- SOURCE DOCUMENT -
++++++++

A century-old buffalofish from Apache Lake, Arizona.
Credit: University of Minnesota Duluth
A recent study has found some of the oldest animals in the world living in a place you wouldn't expect: fishes in the Arizona desert. Researchers have found the second genus of animal ever for which three or more species have known lifespans greater than 100 years, which could open the doors to aging studies across disciplines, such as gerontology and senescence (aging) among vertebrates.
The study centers around a series of fish species within the Ictiobus genus, known as buffalofishes. Minnesota has native populations of each of the three species studied: bigmouth buffalo, smallmouth buffalo and black buffalo. The importance of this research is underscored by the fact that these fishes are often misidentified and lumped in with invasive species, like carp, and the fishing regulations in many places, including Minnesota, do not properly protect these species, and what could become a wealth of information about longevity and aging.
This new research from the University of Minnesota Duluth (UMD), recently published in Scientific Reports, was a collaboration between Alec Lackmann, Ph.D., an ichthyologist and assistant professor in the Department of Mathematics and Statistics of the Swenson College of Science and Engineering at UMD; other scientists including from North Dakota State University; and a group of conservation anglers who fish the Apache Lake reservoir in Arizona.
"There is likely a treasure trove of aging, longevity and negligible senescence information within the genus Ictiobus," said Lackmann. "This study brings light to this potential and opens the door to a future in which a more complete understanding of the process of vertebrate aging can be realized, including for humans. The research begs the question: What is the buffalofishes' fountain of youth?"
Lackmann has studied buffalofishes before, and his research from 2019 went so far as to extend the previously thought maximum age of bigmouth buffalo from around 25 years of age to more than 100 years of age by applying and validating a far more refined aging technique than had been used previously. Instead of examining the fish's scale, "you extract what are called the otoliths, or earstones, from inside the cranium of the fish, and then thin-section the stones to determine their age," said Lackmann.
Approximately 97% of fish species have otoliths. They're tiny stone-like structures that grow throughout the fish's lifetime, forming a new layer each year. When processed properly, scientists like Lackmann can examine the otolith with a compound microscope and count the layers, like the rings on a tree, and learn the age of the fish.
Buffalofishes are native to central North America, including Minnesota, but those in this recent study were found in Apache Lake, a reservoir in the desert southwest. Originally reared in hatcheries and rearing ponds along the Mississippi River in the Midwest, the government stocked buffalofishes into Roosevelt Lake (upstream of Apache Lake), Arizona in 1918. While Roosevelt Lake was fished commercially, Apache Lake's fish populations remained largely untouched until anglers recently learned how to consistently catch buffalofishes there on rod-and-line.

++++++++

- RECORDS PROVIDED -
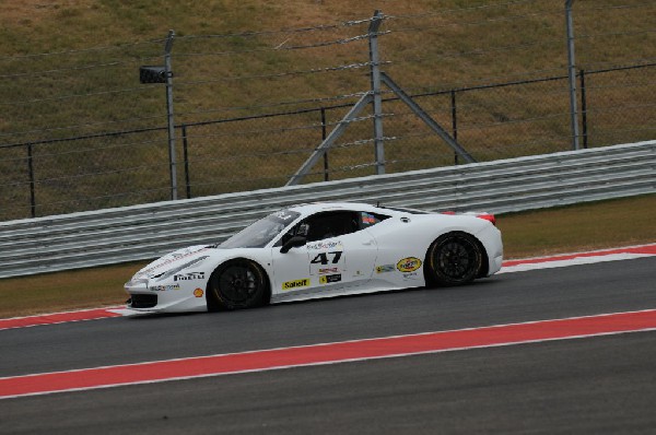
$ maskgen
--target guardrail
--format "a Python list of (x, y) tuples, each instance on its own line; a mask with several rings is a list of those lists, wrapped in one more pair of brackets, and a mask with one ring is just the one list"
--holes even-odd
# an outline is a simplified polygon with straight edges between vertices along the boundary
[(220, 242), (280, 208), (363, 201), (506, 213), (656, 192), (656, 141), (0, 223), (0, 278)]

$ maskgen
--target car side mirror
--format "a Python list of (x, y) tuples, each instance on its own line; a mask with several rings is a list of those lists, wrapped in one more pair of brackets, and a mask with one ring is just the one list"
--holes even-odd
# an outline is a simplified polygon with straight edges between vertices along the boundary
[(305, 237), (305, 236), (293, 236), (292, 238), (290, 238), (289, 240), (286, 240), (284, 243), (284, 245), (282, 245), (282, 248), (280, 248), (280, 252), (281, 254), (286, 254), (292, 248), (298, 248), (301, 246), (305, 246), (306, 243), (307, 243), (307, 237)]

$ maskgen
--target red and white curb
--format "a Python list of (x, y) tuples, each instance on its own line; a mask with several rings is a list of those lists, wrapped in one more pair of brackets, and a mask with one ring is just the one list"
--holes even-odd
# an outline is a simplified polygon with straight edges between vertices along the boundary
[(0, 378), (0, 399), (656, 330), (656, 309)]
[[(507, 260), (499, 273), (523, 272), (536, 269), (563, 268), (576, 264), (590, 264), (604, 261), (630, 260), (656, 256), (656, 244), (630, 246), (625, 248), (604, 249), (588, 252), (566, 254), (522, 260)], [(133, 316), (134, 310), (125, 307), (83, 309), (77, 311), (55, 313), (38, 316), (0, 319), (0, 330), (25, 328), (39, 325), (55, 325), (69, 321), (95, 320), (108, 317)]]

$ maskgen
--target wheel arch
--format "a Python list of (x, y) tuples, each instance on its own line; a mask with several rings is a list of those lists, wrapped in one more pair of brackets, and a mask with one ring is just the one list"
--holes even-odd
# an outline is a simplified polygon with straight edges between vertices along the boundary
[(260, 272), (262, 273), (262, 277), (265, 278), (265, 284), (266, 284), (261, 305), (268, 305), (269, 302), (271, 301), (271, 277), (269, 275), (269, 272), (267, 272), (267, 269), (258, 260), (255, 260), (255, 259), (248, 258), (248, 257), (237, 256), (237, 257), (227, 258), (227, 259), (221, 261), (219, 264), (216, 264), (216, 267), (214, 267), (214, 269), (210, 273), (210, 277), (208, 278), (208, 281), (206, 283), (206, 303), (208, 305), (208, 311), (220, 310), (220, 307), (216, 304), (216, 302), (214, 301), (213, 294), (210, 289), (214, 273), (216, 273), (218, 271), (220, 271), (222, 268), (226, 267), (231, 262), (237, 262), (237, 261), (249, 261), (260, 270)]
[(430, 272), (430, 266), (429, 266), (430, 264), (429, 256), (431, 252), (431, 248), (440, 238), (452, 236), (452, 235), (457, 235), (457, 234), (466, 234), (467, 236), (471, 237), (481, 252), (481, 264), (476, 274), (476, 278), (482, 278), (482, 277), (488, 275), (488, 271), (490, 269), (490, 258), (488, 256), (488, 250), (485, 249), (485, 246), (483, 245), (483, 243), (476, 236), (476, 234), (472, 234), (472, 233), (468, 232), (467, 230), (456, 228), (456, 230), (449, 230), (449, 231), (446, 231), (446, 232), (440, 234), (426, 247), (426, 250), (424, 252), (424, 259), (423, 259), (424, 260), (423, 274), (424, 274), (424, 280), (426, 282), (426, 285), (434, 285), (434, 282), (433, 282), (433, 279), (432, 279), (431, 272)]

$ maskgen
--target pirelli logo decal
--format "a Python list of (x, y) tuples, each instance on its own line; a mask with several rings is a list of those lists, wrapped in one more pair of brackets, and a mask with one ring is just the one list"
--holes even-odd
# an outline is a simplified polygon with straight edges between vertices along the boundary
[(292, 290), (306, 287), (309, 285), (309, 278), (304, 278), (302, 280), (286, 281), (282, 283), (282, 290)]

++++++++

- TASK DETAILS -
Copy the buffalofish article from "Approximately 97% of" to "of the fish.". The data has no connection to the buffalofish article.

- ANSWER -
Approximately 97% of fish species have otoliths. They're tiny stone-like structures that grow throughout the fish's lifetime, forming a new layer each year. When processed properly, scientists like Lackmann can examine the otolith with a compound microscope and count the layers, like the rings on a tree, and learn the age of the fish.